─── SUPPLIED PASSAGE ───
Methods of organization at nanoscale belong to the key problems that transcend different areas of nanotechnology. Self-organization phenomena can be regarded as convenient tools to obtain intricate nanoscale systems with a variety of potential functionalities, such as optical, electrical, thermal transport properties. In this presentation, I will review self-organization phenomena taking place with semiconductor nanocolloids starting with supercrystals from nearly spherical nanoparticles  and nanoparticle bioconjugates  to 1D  and 2D assemblies . Comparison of the processes in solution of CdTe and other nanocolloids reveals a number of surprising similarities with processes in proteins. The conclusion that will be reached that this is the result of fundamental analogy in the scales between proteins and nanoparticles.
─── DATA FOR ANALYSIS ───
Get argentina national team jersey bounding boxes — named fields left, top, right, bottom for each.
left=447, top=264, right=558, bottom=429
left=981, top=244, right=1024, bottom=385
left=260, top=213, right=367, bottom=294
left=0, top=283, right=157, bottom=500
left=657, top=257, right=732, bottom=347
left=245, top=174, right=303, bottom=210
───
- **TASK OBJECTIVE**
In the abstract on self-organization of semiconductor nanocolloids, what does comparing the solution processes of CdTe and other nanocolloids reveal?

- **YOUR RESPONSE**
It reveals a number of surprising similarities with processes in proteins.